#### [EXCERPT]

THEY CALLED it The Great War a century ago. Some even called it The War to End All Wars, as if any war could provide such a miracle. We were reminded of that much-abused nickname back in the 1990s, when some in the commentariat were describing The End of History after the fall of the Soviet Union.

Mankind, you are educated but unlearned.

Then came the Second World War, and by then people had decided that The War to End All Wars was a foolish moniker. They decided, during WWII, to call the previous war World War One. A man named Churchill was even talking about World War III before World War II was complete.

Since then, we've had the Cold War, which turned hot on several occasions. Including a couple times in Asia. But don't forget the proxy wars all over the globe for years before the USSR finally wilted to its deserved demise.

Then, one sunny September morn 18 years ago, The Long War began.

Imagine that. It's been 18 years. There are kids finishing high school who weren't born by Sept. 11, 2001. The big wheel spins, hair thins, people forget.

Eighteen years. Hitler was only in power in Germany for 12, and only at war with the rest of the world for about five and a half. If you clock America's involvement in Vietnam from Kennedy's escalation to the fall of Saigon, that war lasted about a dozen years (for us). Technically, the Korean War is still going, but the armies (mostly) quit firing on one another in 1953.

So this current war has been going on a long time. America's longest war, by most measures.

It's also the confusing war. We all knew where it began. But where will it end?

We looked up "War on Terror" on Wikipedia, always a dangerous source of information. The timeline for the war is given as Sept. 11, 2001, to "present." That sounds about right.

#### [Object point labels]
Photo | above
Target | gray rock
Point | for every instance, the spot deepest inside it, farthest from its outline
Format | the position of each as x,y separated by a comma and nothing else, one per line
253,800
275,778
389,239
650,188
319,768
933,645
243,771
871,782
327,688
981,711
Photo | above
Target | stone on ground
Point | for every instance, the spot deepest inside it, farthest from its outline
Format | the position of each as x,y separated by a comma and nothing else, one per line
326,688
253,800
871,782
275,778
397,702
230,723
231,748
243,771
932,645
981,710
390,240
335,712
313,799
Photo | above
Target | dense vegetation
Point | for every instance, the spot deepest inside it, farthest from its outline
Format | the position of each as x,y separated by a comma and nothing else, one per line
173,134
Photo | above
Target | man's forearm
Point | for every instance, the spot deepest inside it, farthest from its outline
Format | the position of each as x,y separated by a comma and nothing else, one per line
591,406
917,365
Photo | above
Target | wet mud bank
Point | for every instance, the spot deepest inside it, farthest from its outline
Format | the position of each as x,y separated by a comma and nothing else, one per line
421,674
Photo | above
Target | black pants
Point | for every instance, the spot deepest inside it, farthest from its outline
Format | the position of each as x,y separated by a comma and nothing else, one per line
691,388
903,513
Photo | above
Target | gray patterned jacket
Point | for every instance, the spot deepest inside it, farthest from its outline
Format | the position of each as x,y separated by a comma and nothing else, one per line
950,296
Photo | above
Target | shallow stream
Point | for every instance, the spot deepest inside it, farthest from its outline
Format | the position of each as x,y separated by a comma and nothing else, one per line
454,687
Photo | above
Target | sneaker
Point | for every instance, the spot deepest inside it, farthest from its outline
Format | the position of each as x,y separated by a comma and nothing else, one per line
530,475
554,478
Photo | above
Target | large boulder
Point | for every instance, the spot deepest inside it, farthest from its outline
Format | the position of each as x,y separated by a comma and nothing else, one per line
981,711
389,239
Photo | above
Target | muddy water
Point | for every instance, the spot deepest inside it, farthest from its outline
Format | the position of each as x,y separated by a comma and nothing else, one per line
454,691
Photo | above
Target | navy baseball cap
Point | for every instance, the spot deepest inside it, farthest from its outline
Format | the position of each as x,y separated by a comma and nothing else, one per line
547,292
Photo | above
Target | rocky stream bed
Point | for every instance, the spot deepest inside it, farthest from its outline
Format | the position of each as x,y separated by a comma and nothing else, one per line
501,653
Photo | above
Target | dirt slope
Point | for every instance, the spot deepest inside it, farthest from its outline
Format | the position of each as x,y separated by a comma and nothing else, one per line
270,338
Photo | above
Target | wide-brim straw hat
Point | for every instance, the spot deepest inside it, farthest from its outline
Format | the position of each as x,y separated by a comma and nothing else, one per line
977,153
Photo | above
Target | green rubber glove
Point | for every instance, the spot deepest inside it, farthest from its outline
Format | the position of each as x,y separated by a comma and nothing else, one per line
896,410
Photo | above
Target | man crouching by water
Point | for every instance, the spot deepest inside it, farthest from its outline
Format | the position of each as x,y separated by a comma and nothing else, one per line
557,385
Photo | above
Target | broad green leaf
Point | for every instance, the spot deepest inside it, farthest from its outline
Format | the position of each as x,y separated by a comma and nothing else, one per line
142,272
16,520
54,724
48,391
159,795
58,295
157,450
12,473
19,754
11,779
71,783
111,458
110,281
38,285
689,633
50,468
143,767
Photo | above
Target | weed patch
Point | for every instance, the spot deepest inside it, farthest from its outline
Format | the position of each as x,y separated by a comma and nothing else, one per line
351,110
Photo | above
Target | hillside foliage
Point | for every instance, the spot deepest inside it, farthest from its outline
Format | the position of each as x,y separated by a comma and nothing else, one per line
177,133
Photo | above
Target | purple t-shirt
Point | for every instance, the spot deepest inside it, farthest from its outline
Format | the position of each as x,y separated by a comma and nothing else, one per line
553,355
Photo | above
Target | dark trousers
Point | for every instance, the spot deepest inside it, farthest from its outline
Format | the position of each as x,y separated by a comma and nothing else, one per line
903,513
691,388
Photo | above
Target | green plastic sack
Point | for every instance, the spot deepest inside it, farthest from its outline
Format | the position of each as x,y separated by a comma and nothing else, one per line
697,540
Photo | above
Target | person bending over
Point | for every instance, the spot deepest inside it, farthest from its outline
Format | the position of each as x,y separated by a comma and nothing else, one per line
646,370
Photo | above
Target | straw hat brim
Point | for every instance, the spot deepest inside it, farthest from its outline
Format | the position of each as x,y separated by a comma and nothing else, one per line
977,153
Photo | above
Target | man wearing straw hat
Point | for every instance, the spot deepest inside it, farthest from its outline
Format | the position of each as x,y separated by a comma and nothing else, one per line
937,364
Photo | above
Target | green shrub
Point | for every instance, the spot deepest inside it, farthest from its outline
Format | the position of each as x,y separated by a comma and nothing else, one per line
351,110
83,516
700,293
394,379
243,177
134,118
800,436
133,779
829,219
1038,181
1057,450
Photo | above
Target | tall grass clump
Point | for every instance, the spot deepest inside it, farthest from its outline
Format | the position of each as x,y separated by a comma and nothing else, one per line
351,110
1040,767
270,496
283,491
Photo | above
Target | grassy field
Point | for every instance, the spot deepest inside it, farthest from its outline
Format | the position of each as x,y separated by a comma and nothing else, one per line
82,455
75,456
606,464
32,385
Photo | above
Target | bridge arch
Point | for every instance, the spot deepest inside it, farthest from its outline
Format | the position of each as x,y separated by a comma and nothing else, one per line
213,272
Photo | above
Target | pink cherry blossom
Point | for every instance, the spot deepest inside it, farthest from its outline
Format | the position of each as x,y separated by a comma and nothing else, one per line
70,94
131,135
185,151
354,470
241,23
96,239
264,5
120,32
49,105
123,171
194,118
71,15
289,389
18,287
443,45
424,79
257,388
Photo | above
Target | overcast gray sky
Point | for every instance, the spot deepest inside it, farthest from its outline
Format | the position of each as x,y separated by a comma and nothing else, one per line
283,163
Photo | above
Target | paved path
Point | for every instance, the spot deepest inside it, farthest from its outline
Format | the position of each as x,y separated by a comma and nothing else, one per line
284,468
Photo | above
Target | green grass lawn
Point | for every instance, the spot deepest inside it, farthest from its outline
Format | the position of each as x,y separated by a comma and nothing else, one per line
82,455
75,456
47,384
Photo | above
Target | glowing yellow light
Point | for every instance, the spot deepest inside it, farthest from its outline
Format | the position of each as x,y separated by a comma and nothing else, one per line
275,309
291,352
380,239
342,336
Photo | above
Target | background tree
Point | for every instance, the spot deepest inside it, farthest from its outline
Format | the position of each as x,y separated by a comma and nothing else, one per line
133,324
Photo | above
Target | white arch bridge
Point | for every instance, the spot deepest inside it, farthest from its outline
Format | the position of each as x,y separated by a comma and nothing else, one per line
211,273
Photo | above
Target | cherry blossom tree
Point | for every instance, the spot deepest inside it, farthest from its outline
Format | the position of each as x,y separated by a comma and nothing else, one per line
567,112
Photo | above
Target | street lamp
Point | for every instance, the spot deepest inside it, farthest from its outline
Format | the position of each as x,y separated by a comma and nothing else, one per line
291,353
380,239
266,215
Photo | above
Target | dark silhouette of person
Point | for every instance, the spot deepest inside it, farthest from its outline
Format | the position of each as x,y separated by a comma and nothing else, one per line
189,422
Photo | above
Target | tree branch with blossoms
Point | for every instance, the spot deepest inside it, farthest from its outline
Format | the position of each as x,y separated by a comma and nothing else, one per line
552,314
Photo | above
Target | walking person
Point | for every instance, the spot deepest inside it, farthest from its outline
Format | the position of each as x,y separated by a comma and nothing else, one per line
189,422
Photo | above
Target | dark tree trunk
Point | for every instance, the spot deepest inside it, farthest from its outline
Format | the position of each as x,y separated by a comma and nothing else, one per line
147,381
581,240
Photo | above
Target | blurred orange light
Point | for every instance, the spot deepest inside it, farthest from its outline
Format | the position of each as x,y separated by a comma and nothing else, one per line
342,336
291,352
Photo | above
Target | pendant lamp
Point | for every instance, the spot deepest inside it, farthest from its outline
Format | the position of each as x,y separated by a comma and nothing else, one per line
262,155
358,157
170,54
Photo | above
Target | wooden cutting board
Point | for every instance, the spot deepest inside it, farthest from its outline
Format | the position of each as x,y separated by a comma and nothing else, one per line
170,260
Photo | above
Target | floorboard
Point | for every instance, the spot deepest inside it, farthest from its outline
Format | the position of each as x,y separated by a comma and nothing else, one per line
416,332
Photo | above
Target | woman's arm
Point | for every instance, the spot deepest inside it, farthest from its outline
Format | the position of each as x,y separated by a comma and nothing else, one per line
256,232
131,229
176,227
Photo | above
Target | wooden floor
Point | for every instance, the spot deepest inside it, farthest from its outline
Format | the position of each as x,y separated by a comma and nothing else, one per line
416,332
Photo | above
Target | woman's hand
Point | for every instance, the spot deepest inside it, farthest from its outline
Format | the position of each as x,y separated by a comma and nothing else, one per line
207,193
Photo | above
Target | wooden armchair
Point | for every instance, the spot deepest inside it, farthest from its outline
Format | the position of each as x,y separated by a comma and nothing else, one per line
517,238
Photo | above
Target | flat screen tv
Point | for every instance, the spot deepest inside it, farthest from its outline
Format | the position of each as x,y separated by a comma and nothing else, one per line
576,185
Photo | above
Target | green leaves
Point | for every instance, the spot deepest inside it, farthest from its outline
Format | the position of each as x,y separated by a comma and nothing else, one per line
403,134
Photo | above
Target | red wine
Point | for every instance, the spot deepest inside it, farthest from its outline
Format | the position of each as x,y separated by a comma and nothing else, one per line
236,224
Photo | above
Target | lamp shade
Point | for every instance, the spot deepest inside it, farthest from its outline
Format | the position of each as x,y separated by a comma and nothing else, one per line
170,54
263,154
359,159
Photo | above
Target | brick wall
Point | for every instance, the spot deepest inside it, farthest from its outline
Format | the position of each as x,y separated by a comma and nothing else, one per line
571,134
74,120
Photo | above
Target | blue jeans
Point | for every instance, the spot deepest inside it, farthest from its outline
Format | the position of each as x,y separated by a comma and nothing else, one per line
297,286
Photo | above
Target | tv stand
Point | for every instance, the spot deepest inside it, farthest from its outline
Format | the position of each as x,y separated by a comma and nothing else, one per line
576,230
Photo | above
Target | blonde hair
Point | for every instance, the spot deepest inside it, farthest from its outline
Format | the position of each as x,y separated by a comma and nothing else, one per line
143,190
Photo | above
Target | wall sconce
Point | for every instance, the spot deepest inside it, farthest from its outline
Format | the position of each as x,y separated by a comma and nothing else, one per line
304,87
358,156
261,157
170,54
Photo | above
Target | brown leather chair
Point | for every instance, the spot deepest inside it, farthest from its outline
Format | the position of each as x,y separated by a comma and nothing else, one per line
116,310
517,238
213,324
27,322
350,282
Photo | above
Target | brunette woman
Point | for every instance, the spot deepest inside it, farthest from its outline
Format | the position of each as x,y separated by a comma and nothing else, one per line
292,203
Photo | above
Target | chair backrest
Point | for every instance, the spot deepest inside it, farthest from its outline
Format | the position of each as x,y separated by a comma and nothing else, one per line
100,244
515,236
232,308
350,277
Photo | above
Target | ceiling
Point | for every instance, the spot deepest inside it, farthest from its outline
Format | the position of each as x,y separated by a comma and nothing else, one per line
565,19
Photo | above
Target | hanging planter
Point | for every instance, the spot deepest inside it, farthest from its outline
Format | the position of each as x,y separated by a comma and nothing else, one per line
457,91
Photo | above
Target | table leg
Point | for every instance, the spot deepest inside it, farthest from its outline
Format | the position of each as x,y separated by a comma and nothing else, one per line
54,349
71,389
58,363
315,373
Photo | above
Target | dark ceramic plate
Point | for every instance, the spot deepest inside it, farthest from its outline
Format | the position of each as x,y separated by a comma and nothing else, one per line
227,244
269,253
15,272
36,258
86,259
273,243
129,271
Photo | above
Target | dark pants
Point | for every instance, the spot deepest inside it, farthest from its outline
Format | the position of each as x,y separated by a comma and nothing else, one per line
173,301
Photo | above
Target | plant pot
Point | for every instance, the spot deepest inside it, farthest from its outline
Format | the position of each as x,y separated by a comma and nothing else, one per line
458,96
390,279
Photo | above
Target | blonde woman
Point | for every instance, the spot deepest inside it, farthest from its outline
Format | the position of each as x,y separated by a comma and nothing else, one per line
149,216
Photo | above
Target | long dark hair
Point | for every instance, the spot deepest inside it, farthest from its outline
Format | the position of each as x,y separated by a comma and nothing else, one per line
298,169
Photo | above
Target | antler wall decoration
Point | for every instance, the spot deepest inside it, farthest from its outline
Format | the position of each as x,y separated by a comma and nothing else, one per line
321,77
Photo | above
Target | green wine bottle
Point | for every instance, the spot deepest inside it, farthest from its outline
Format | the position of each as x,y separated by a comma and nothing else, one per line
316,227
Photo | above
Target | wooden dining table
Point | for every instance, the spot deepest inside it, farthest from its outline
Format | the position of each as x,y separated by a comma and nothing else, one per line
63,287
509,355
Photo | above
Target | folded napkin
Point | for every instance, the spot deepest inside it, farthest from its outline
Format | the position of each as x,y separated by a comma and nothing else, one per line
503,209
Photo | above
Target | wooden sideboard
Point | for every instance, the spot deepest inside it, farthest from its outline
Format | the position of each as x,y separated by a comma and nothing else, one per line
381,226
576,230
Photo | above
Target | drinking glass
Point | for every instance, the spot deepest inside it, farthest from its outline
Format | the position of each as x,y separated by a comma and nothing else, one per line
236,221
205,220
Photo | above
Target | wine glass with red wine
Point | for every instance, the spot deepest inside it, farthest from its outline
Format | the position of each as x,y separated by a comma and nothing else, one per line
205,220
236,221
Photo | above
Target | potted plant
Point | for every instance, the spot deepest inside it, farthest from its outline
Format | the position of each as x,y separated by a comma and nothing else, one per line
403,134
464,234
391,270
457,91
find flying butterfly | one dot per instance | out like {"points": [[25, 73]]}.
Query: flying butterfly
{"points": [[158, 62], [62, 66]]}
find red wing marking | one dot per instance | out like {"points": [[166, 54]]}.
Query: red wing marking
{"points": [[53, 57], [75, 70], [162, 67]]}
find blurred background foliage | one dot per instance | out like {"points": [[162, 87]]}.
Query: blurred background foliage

#### [REQUIRED WORK]
According to the excerpt, what timeline does Wikipedia give for the War on Terror?

#### [THE COMPLETED TASK]
Sept. 11, 2001, to "present."